DATA RECORDS: Begin

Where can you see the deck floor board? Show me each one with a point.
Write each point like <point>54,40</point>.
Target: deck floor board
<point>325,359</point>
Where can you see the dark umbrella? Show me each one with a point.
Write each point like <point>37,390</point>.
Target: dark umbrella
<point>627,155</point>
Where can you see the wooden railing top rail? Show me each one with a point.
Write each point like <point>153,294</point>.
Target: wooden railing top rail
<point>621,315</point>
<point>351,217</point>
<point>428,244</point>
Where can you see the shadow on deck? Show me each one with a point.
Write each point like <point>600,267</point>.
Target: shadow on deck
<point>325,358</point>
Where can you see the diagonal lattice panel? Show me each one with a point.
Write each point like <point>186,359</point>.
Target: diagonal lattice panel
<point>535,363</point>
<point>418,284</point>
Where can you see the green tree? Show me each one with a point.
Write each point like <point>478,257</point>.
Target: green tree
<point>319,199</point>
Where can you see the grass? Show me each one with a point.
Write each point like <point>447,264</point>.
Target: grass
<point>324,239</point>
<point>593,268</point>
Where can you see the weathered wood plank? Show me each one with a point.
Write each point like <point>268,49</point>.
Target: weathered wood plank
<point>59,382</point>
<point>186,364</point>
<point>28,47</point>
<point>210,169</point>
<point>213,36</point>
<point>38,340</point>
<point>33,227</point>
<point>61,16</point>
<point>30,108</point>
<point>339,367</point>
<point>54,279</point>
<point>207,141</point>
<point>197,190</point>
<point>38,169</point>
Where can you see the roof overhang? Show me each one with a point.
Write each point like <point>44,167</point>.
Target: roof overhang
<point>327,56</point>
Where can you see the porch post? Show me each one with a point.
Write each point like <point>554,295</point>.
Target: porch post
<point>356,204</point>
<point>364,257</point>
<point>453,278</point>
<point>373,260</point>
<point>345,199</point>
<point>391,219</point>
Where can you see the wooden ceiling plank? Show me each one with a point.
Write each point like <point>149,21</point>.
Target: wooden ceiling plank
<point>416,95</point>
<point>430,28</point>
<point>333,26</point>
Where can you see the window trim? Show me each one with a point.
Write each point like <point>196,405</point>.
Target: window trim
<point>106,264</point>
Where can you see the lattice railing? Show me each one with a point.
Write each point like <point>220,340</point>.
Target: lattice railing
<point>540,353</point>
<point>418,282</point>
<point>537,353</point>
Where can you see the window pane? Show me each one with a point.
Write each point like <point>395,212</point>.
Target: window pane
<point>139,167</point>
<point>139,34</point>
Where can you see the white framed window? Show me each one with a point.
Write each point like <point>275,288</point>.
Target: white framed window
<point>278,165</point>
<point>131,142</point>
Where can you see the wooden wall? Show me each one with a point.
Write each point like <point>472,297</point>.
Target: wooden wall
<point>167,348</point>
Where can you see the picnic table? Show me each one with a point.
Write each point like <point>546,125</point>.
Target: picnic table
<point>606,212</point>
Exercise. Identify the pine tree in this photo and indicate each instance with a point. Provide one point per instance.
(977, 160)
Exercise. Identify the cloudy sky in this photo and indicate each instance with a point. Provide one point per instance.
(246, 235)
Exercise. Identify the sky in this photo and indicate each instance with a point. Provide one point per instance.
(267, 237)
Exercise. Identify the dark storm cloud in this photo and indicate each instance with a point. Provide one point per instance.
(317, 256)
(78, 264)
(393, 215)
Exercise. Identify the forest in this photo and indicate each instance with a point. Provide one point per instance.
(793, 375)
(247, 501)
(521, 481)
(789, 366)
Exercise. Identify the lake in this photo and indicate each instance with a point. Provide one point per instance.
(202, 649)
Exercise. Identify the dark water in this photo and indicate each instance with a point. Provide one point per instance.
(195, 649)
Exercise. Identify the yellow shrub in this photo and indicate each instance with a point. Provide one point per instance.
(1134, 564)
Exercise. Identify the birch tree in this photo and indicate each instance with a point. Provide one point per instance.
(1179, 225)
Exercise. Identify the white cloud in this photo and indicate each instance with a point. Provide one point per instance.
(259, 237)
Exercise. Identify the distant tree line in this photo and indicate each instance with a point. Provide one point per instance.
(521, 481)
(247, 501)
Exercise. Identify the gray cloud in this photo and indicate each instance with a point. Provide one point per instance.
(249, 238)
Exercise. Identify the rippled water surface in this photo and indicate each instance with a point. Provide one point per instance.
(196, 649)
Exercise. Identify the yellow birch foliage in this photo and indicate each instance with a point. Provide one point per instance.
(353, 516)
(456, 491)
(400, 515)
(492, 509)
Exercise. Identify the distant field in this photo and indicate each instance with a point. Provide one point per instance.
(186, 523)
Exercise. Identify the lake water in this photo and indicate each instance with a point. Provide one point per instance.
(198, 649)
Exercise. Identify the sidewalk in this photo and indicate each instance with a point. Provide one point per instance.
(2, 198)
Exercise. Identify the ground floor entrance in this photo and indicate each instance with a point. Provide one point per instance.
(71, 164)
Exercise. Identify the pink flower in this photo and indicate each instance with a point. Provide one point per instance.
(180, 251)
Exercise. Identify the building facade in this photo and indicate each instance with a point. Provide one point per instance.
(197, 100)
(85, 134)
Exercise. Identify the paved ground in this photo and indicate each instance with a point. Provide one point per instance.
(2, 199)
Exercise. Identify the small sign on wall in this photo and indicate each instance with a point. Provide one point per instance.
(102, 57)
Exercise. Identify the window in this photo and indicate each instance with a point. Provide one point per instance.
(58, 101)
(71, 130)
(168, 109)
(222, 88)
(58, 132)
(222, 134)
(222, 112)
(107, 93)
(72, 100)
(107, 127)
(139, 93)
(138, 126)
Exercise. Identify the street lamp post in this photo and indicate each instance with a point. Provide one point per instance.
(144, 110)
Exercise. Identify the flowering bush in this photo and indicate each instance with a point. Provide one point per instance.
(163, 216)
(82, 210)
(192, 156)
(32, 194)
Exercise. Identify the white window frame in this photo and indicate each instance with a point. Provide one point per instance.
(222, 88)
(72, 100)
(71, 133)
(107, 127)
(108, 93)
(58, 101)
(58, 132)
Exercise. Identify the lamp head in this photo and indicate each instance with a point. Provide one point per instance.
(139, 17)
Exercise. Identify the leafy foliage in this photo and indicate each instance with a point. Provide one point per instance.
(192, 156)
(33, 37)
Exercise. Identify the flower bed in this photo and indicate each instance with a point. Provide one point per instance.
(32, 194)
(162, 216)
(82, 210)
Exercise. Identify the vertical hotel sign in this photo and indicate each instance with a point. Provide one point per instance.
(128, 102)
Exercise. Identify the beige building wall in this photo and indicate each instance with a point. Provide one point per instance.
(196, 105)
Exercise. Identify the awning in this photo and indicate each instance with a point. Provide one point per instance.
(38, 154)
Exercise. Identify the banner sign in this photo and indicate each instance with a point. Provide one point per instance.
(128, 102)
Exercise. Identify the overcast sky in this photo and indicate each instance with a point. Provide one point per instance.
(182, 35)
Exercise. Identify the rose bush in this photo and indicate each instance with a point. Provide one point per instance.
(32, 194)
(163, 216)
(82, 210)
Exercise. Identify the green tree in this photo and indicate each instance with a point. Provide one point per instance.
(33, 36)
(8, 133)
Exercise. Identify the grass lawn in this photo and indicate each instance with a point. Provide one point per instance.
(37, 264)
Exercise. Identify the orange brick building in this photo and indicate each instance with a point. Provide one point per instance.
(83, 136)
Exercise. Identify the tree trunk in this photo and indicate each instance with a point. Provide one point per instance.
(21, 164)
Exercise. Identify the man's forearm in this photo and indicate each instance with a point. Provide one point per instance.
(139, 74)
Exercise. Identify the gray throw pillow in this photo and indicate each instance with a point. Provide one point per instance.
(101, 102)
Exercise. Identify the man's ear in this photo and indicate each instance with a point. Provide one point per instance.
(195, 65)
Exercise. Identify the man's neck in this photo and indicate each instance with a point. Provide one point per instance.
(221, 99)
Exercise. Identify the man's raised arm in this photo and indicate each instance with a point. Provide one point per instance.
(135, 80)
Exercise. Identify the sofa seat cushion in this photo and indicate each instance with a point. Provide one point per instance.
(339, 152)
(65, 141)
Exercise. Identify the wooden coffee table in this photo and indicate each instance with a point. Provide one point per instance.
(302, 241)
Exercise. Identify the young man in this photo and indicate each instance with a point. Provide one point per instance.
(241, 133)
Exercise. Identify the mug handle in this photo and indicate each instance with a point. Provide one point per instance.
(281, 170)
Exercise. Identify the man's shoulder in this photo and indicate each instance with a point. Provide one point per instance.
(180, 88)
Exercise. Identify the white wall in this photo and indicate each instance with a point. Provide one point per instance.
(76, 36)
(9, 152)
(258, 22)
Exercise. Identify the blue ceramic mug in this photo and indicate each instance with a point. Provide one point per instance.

DATA RECORDS: End

TASK BRIEF: Please print the lines from the start of the records up to and including the line with "Write each point like <point>44,167</point>.", copying each one exactly and leaving out the rest.

COMPLETED TASK:
Where can you see the deck floor board? Show me each one with a point.
Write each point like <point>54,40</point>.
Target: deck floor board
<point>325,359</point>
Where can you see the dark umbrella? Show me each one with a point.
Write each point like <point>37,390</point>.
Target: dark umbrella
<point>627,155</point>
Where can you see the wooden railing top rail? Show me each one with a point.
Write each point like <point>153,294</point>.
Target: wooden railing top rail
<point>621,315</point>
<point>351,217</point>
<point>428,244</point>
Where can you see the shadow on deck? Show me each one with a point.
Write each point like <point>600,267</point>.
Target: shadow on deck
<point>325,358</point>
Where can you see the diagonal lattice panel? Show me each one with a point.
Write each point like <point>186,359</point>.
Target: diagonal lattice panel
<point>535,363</point>
<point>418,284</point>
Where can you see the green tree? Show me each one with a point.
Write each point like <point>478,257</point>.
Target: green tree
<point>319,199</point>
Where can you see the grass? Show me each one with a point.
Write each point like <point>447,264</point>.
Target: grass
<point>324,239</point>
<point>593,268</point>
Where can you see the weathered wood plank? Show me each one with a point.
Write each point like <point>268,49</point>.
Target: weathered wood plank
<point>59,382</point>
<point>186,364</point>
<point>28,47</point>
<point>210,169</point>
<point>213,36</point>
<point>38,340</point>
<point>33,227</point>
<point>61,16</point>
<point>30,108</point>
<point>339,367</point>
<point>54,279</point>
<point>207,141</point>
<point>197,190</point>
<point>38,169</point>
Where can you see the roof overhang? Show me each one with a point.
Write each point like <point>44,167</point>.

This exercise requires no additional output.